• Source:
_ _ _ _ _ _ _

= Circulating water plant =

Industrial equipment

A circulating water plant or circulating water system is an arrangement of flow of water in fossil-fuel power stations, chemical plants, and oil refineries. Such a system is required because various industrial process plants uses heat exchangers, and also for active fire protection measures. In chemical plants, for example in caustic soda production, water is needed in bulk for the preparation of brine. The circulating water system in any plant consists of a circulator pump, which develops an appropriate hydraulic head, and pipelines to circulate the water in the entire plant.

==System description==

===Circulating water pumps===

Circulating water systems are normally of the wet-pit type, but for sea-water circulation, both the wet-pit type and the concrete-volute type are employed. In some industries, one or two standby pumps are also connected parallel to CW pumps. It is recommended that these pumps must be constantly driven by constant-speed squirrel-cage induction motors. CW pumps are designed as per IS:9137, standards of the Hydraulic Institute, USA, or equivalent.

_ _ _ _ _ _ _

Rows contained in a dataset
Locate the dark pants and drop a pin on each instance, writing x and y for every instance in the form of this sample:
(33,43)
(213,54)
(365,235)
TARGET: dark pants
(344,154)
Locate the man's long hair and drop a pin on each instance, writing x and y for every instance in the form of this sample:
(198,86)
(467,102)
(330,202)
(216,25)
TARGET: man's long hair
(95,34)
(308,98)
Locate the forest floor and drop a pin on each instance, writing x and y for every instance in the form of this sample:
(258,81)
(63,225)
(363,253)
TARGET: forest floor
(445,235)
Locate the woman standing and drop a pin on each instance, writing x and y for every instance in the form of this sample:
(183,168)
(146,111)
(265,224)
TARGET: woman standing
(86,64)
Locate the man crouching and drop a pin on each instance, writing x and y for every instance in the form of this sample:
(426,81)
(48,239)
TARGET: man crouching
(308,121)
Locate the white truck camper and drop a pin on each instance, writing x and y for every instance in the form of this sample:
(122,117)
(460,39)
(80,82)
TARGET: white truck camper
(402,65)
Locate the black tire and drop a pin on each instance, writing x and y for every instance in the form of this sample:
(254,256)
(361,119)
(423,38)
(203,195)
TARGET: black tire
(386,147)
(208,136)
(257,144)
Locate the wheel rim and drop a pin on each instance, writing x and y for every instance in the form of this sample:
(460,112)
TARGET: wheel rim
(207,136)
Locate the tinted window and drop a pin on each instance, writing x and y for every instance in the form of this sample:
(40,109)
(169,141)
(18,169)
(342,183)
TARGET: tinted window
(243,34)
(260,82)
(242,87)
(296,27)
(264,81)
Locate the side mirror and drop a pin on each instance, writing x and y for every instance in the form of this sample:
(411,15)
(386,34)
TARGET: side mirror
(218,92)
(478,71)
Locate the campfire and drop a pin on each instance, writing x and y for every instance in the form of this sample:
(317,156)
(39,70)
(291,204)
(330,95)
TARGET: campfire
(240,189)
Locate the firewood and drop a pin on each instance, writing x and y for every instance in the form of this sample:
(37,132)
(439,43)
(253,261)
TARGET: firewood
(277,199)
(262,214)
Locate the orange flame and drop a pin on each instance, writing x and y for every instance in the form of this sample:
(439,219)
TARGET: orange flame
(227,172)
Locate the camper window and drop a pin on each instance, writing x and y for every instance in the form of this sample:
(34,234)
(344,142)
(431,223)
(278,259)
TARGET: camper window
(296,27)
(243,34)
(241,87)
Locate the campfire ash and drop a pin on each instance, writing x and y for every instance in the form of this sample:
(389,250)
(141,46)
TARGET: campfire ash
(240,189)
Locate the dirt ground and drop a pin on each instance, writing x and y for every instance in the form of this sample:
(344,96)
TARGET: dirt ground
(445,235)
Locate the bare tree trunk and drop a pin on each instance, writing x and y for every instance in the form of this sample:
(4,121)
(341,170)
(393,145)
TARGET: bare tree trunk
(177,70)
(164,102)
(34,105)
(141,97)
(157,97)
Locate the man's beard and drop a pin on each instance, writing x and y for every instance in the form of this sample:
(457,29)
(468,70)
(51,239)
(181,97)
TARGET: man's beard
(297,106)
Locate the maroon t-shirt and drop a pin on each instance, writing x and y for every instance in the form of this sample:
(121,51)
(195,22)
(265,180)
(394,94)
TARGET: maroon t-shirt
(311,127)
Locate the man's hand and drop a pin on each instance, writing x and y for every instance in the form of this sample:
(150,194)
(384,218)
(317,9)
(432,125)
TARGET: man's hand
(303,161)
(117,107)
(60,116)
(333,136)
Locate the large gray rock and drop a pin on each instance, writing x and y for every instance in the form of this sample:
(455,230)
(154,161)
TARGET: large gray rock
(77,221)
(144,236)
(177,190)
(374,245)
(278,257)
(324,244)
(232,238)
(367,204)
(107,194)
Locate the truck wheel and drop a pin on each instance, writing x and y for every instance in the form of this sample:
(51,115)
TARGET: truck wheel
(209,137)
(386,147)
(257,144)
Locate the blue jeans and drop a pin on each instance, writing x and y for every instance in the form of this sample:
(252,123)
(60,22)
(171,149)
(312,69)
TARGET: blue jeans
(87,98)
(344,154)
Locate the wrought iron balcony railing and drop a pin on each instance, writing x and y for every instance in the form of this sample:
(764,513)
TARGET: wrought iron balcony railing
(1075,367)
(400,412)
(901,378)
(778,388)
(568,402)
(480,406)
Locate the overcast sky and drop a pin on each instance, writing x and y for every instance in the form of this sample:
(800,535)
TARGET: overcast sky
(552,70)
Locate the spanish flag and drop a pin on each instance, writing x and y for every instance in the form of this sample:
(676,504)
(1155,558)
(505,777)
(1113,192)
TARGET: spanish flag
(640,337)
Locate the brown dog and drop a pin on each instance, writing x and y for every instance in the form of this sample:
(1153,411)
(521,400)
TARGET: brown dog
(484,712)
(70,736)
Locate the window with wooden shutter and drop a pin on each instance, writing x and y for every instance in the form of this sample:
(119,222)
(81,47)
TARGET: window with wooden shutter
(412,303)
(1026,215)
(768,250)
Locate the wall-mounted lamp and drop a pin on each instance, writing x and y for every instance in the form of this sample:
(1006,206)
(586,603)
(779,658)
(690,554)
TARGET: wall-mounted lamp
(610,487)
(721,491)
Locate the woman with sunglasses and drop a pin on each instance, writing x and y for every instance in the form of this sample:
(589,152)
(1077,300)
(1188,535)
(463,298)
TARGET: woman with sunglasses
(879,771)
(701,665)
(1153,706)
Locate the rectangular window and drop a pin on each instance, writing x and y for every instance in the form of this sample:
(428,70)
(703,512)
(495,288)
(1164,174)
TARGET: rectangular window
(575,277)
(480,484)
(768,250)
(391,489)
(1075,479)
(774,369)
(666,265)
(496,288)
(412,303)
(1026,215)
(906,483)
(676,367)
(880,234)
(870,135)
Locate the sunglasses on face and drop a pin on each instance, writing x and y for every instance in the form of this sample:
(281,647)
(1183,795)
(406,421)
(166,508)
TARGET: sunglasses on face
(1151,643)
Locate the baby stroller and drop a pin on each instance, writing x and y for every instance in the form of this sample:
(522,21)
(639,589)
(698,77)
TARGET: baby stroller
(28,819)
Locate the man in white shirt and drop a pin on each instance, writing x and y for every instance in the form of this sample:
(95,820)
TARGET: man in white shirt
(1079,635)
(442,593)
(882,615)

_ _ _ _ _ _ _

Please name the kind of motor that the circulating water plant article recommends for constantly driving the pumps.

• Exercise answer: Constant-speed squirrel-cage induction motors.